- **TEXTE PROPOSÉ**:
☆ ☆ ☆ ☆ ☆ ☆ ☆

Subsidiairement au fond, tout en admettant qu'en sa qualité de membre du GIE Douanexport, elle a effectivement pris en charge la maîtrise d'œuvre du projet Gabon pour aboutir à la signature du contrat de prestations informatiques conclu le 9 janvier 1997 avec la République du Caban, la société Bull fait en revanche observer que la société CT Conseil n'est à aucun moment intervenue dans l'élaboration de ce contrat, lequel a été signé avant la cession conclue le 07 juillet 1997 entre Maître Ayache, liquidateur de cette société et la société GFD, de telle sorte que celle-ci est mal fondée à se prévaloir des diligences qu'elle aurait accomplies pour parvenir à la signature d'un contrat déjà conclu.

Elle relève également que la convention d'agent commercial du 12 février 1995, productive d'une commission de prés de 6 millions de francs selon le jugement entrepris, a été cédée par Maître Ayache en sa qualité de liquidateur de CT Conseil à la société GFD pour le prix dérisoire de 50 000 F, et elle ajoute que l'affirmation contenue dans le courrier de Maître Ayache en date du 4 février 1998, suivant laquelle GFD s'était obligée dans le cadre des engagements souscrits à rétrocéder à la liquidation judiciaire des commissions éventuellement perçues, ne repose sur aucun document probant.

En conséquence, dans cette hypothèse subsidiaire, la société Bull conclut au débouté de la société GFD de toutes les prétentions formulées par celle-ci à son encontre.

De plus, elle sollicite la condamnation de la société GFD à lui payer les sommes de 100 000 F à titre de dommages-intérêts pour procédure abusive et de 50 000 F au titre de l'article 700 du nouveau Code de procédure civile, et à prendre en charge les entiers dépens de première instance et d'appel.

La société Groupe financier Dole, GFD, réplique que la cession entre les sociétés CT Conseil et GFD est intervenue régulièrement, puisque, par lettre officielle du 16 janvier 1997, l'avocat de la société Sligos (devenue depuis lors société Atos) a expressément indiqué à l'avocat de la société GFD que sa cliente acceptait la cession du contrat la liant à CT Conseil au profit du repreneur qui lui serait présenté par l'administrateur judiciaire. Elle fait observer que, contrairement aux allégations des sociétés appelantes, elle remplissait les qualités nécessaires pour mener à bien les prestations qui lui avaient été cédées, dès lors que le contrat ayant trait à l'informatisation des Douanes gabonaises a été signé, et dès lors que le but de la convention d'agent commercial était d'aboutir à la signature d'un tel contrat.

☆ ☆ ☆ ☆ ☆ ☆ ☆

- **LISTE FOURNIE**:
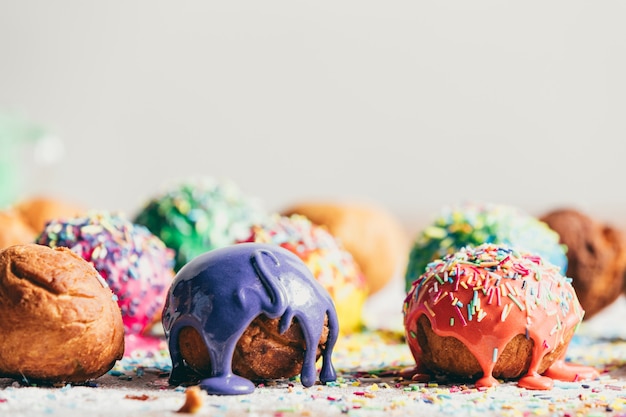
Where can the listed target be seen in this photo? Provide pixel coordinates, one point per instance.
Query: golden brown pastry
(60, 322)
(38, 211)
(13, 229)
(596, 255)
(261, 353)
(372, 235)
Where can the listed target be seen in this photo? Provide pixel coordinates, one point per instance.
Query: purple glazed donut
(222, 291)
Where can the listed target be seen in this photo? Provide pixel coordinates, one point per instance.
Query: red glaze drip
(485, 296)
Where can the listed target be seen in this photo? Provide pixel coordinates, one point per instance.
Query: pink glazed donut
(136, 265)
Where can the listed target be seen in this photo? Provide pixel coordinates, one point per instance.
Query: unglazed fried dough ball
(596, 256)
(60, 321)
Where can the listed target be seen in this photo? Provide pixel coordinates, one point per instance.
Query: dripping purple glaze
(222, 291)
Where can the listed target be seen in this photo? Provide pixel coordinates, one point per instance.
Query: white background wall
(408, 104)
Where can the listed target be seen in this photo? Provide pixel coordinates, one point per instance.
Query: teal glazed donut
(474, 223)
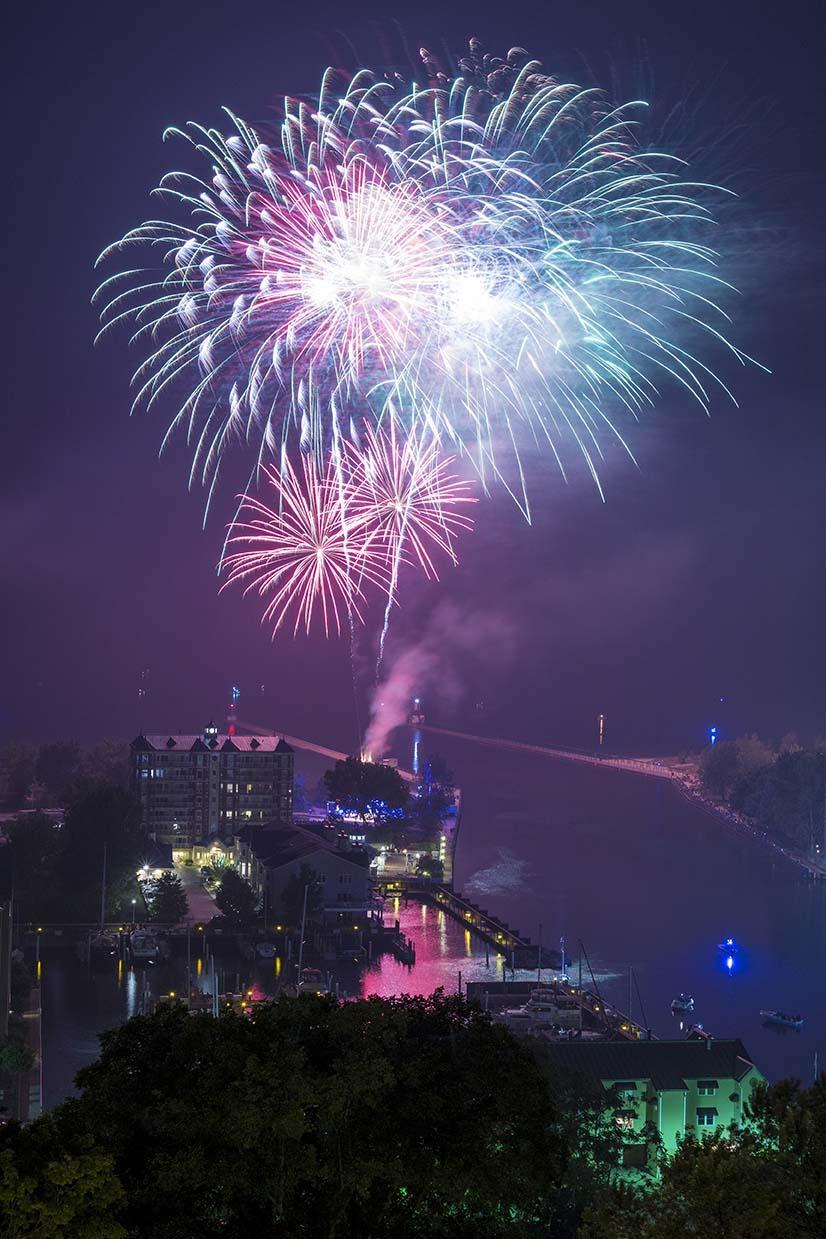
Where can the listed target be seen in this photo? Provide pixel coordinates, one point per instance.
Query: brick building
(198, 787)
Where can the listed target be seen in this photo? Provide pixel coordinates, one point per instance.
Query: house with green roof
(665, 1087)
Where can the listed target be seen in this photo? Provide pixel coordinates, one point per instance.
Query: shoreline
(652, 768)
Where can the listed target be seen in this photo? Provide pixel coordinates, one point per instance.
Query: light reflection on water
(645, 879)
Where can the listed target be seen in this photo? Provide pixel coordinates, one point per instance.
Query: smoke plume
(431, 664)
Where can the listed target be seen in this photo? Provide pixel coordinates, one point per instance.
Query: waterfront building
(198, 787)
(280, 853)
(666, 1087)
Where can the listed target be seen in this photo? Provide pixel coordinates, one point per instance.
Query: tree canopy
(410, 1116)
(763, 1181)
(169, 903)
(235, 898)
(57, 871)
(728, 761)
(367, 788)
(291, 903)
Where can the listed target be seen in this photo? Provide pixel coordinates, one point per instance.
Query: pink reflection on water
(443, 948)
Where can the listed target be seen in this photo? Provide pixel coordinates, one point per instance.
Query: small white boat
(145, 947)
(312, 981)
(783, 1019)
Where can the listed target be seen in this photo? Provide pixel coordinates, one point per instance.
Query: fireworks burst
(406, 496)
(331, 537)
(484, 262)
(304, 555)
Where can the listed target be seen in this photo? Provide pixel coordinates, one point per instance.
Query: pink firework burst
(306, 553)
(404, 492)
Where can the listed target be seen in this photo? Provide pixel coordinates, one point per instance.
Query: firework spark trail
(302, 554)
(408, 497)
(494, 254)
(333, 534)
(484, 260)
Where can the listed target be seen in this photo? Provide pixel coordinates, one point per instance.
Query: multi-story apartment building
(199, 787)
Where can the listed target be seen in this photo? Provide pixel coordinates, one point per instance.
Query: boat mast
(304, 919)
(103, 888)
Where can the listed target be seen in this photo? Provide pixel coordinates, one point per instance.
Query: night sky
(700, 577)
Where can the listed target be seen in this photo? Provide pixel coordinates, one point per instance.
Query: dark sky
(701, 576)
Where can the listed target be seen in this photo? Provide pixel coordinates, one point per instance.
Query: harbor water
(647, 880)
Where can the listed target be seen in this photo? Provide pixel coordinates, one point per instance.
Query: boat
(146, 947)
(404, 949)
(544, 1010)
(783, 1019)
(312, 981)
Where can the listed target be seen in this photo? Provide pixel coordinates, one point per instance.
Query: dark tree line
(57, 870)
(783, 792)
(411, 1116)
(57, 772)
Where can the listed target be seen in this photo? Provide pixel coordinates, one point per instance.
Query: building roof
(666, 1063)
(276, 845)
(159, 856)
(173, 742)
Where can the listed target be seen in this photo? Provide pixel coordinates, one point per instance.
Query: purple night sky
(701, 576)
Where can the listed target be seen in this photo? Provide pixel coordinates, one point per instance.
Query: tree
(31, 855)
(170, 902)
(588, 1130)
(57, 766)
(57, 1186)
(291, 903)
(788, 799)
(19, 763)
(367, 788)
(107, 762)
(235, 898)
(430, 866)
(380, 1118)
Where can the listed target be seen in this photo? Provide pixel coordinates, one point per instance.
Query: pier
(597, 1015)
(518, 949)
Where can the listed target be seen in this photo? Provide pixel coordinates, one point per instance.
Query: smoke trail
(431, 663)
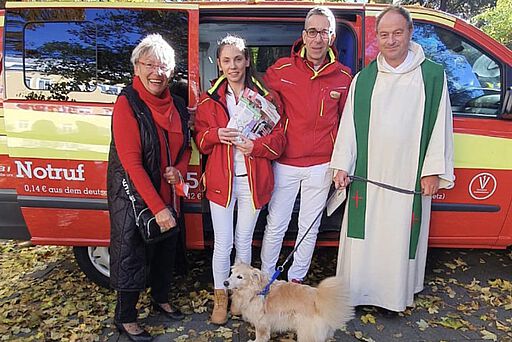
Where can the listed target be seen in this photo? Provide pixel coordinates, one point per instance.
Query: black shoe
(175, 314)
(144, 336)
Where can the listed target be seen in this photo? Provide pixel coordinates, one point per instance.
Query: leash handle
(384, 185)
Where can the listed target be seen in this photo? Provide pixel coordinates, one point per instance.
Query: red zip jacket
(312, 102)
(211, 115)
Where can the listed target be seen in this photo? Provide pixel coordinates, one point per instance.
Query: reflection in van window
(473, 77)
(83, 54)
(62, 54)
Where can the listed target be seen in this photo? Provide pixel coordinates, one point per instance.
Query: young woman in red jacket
(238, 169)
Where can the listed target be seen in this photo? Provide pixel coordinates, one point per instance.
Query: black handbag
(145, 221)
(150, 230)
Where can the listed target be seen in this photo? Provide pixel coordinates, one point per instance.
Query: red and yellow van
(63, 65)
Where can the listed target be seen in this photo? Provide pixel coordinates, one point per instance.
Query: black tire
(93, 261)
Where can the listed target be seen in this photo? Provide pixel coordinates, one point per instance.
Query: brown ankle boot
(220, 307)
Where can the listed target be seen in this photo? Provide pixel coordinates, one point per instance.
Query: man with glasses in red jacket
(313, 86)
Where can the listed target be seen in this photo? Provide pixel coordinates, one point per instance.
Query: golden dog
(313, 313)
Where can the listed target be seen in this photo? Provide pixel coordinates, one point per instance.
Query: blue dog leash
(280, 269)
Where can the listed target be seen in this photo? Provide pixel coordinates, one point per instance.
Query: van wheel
(95, 263)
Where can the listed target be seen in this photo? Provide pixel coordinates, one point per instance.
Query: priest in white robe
(396, 129)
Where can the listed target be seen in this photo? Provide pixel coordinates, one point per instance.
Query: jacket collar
(299, 51)
(220, 86)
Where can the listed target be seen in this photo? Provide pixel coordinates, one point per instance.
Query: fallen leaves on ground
(45, 297)
(64, 306)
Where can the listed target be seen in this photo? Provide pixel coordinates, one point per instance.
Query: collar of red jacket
(299, 51)
(219, 88)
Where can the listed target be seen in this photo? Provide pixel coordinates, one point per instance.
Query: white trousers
(222, 219)
(314, 183)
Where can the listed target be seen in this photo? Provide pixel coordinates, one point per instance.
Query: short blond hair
(154, 45)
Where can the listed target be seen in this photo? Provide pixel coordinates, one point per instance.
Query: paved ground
(468, 297)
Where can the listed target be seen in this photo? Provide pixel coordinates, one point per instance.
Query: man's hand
(341, 179)
(244, 145)
(429, 185)
(165, 220)
(227, 135)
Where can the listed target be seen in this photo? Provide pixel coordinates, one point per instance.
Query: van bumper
(12, 224)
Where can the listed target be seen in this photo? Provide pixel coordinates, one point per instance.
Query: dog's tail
(333, 302)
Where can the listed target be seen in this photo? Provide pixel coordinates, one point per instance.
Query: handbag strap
(126, 186)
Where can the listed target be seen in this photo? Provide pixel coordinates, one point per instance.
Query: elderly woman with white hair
(149, 151)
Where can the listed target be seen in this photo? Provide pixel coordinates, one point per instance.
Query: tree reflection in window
(90, 53)
(63, 53)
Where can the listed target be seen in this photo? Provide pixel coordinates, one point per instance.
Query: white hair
(154, 45)
(326, 12)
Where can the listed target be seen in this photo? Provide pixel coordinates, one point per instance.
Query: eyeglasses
(312, 33)
(150, 67)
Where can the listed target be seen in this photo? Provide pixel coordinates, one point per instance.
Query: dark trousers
(160, 258)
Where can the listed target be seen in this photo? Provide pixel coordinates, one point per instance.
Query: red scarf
(161, 107)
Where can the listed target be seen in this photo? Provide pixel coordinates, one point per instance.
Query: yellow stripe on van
(91, 4)
(481, 152)
(3, 145)
(39, 134)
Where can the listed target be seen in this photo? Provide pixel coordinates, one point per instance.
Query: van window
(61, 55)
(473, 77)
(83, 54)
(267, 42)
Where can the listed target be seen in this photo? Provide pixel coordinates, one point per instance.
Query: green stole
(433, 80)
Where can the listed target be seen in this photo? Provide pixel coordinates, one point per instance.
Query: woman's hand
(172, 175)
(244, 145)
(228, 135)
(341, 179)
(165, 219)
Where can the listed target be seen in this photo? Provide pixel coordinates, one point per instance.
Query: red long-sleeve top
(127, 137)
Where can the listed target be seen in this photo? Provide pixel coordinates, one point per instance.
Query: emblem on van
(482, 186)
(24, 169)
(335, 94)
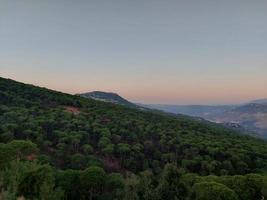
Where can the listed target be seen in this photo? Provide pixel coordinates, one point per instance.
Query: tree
(213, 191)
(170, 187)
(92, 181)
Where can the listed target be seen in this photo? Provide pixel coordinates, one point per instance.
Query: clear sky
(150, 51)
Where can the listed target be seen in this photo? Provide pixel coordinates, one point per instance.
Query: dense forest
(60, 146)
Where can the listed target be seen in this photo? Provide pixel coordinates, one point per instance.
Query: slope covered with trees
(54, 145)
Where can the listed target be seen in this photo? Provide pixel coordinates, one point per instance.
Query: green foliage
(213, 191)
(96, 139)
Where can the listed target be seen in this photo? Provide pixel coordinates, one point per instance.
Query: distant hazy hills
(108, 97)
(250, 117)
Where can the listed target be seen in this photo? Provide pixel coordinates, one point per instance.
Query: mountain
(259, 101)
(250, 117)
(108, 97)
(59, 146)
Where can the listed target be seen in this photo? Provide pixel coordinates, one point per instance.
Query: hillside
(87, 140)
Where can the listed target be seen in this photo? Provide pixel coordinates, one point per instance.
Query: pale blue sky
(152, 51)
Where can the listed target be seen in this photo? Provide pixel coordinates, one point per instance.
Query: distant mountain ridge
(251, 117)
(108, 97)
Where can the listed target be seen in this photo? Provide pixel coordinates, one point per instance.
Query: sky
(148, 51)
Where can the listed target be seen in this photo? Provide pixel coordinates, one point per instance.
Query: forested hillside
(60, 146)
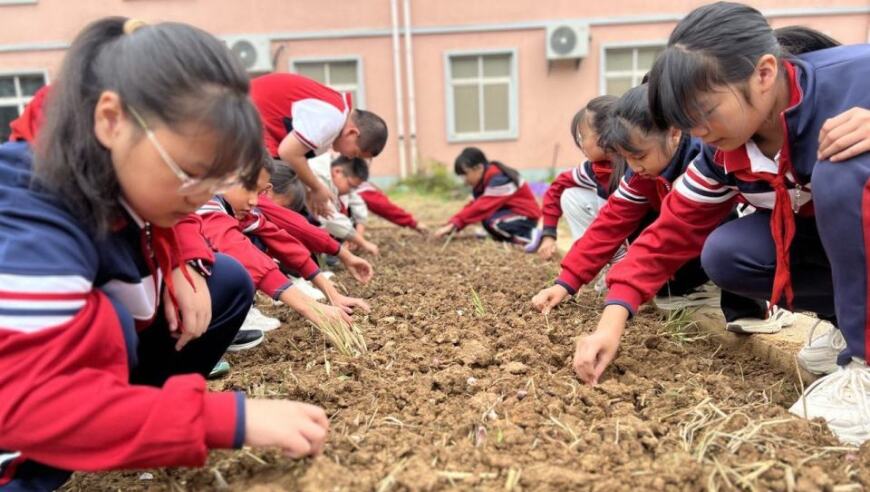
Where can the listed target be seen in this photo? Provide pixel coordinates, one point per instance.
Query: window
(481, 96)
(624, 68)
(341, 74)
(16, 90)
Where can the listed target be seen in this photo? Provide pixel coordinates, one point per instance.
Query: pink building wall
(35, 35)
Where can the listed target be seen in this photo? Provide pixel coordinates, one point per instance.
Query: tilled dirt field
(459, 394)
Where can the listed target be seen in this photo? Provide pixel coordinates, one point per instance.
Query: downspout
(409, 76)
(397, 75)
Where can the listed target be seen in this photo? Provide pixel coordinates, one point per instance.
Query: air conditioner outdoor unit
(567, 41)
(254, 52)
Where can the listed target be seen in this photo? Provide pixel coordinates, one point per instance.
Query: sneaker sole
(245, 346)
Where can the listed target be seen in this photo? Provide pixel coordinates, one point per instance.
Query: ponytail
(170, 72)
(796, 40)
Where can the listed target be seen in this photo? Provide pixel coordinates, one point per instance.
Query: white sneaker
(778, 319)
(256, 320)
(819, 355)
(308, 288)
(698, 299)
(842, 398)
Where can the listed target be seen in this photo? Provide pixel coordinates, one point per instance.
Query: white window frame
(634, 73)
(20, 101)
(360, 81)
(512, 133)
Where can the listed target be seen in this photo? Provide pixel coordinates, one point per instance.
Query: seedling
(479, 308)
(348, 340)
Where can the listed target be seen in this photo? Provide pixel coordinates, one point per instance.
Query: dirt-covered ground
(464, 386)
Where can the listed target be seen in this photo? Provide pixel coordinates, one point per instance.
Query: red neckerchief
(782, 225)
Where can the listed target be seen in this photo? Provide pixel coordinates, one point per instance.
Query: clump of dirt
(480, 395)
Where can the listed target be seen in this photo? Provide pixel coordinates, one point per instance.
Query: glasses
(189, 185)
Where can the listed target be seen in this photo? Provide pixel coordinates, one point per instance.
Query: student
(580, 192)
(764, 118)
(303, 119)
(380, 204)
(501, 200)
(656, 158)
(231, 222)
(98, 371)
(283, 205)
(341, 176)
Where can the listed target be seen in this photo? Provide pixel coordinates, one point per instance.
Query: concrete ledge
(777, 349)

☆ ☆ ☆ ☆ ☆ ☆ ☆

- **CONSIGNE**:
Recopiez fidèlement le passage de l'extrait de décision de justice qui va de « Subsidiairement au fond, tout » jusqu'à « contrat déjà conclu. ». Appuyez-vous uniquement sur l'extrait de décision de justice.

- **CORRIGÉ**:
Subsidiairement au fond, tout en admettant qu'en sa qualité de membre du GIE Douanexport, elle a effectivement pris en charge la maîtrise d'œuvre du projet Gabon pour aboutir à la signature du contrat de prestations informatiques conclu le 9 janvier 1997 avec la République du Caban, la société Bull fait en revanche observer que la société CT Conseil n'est à aucun moment intervenue dans l'élaboration de ce contrat, lequel a été signé avant la cession conclue le 07 juillet 1997 entre Maître Ayache, liquidateur de cette société et la société GFD, de telle sorte que celle-ci est mal fondée à se prévaloir des diligences qu'elle aurait accomplies pour parvenir à la signature d'un contrat déjà conclu.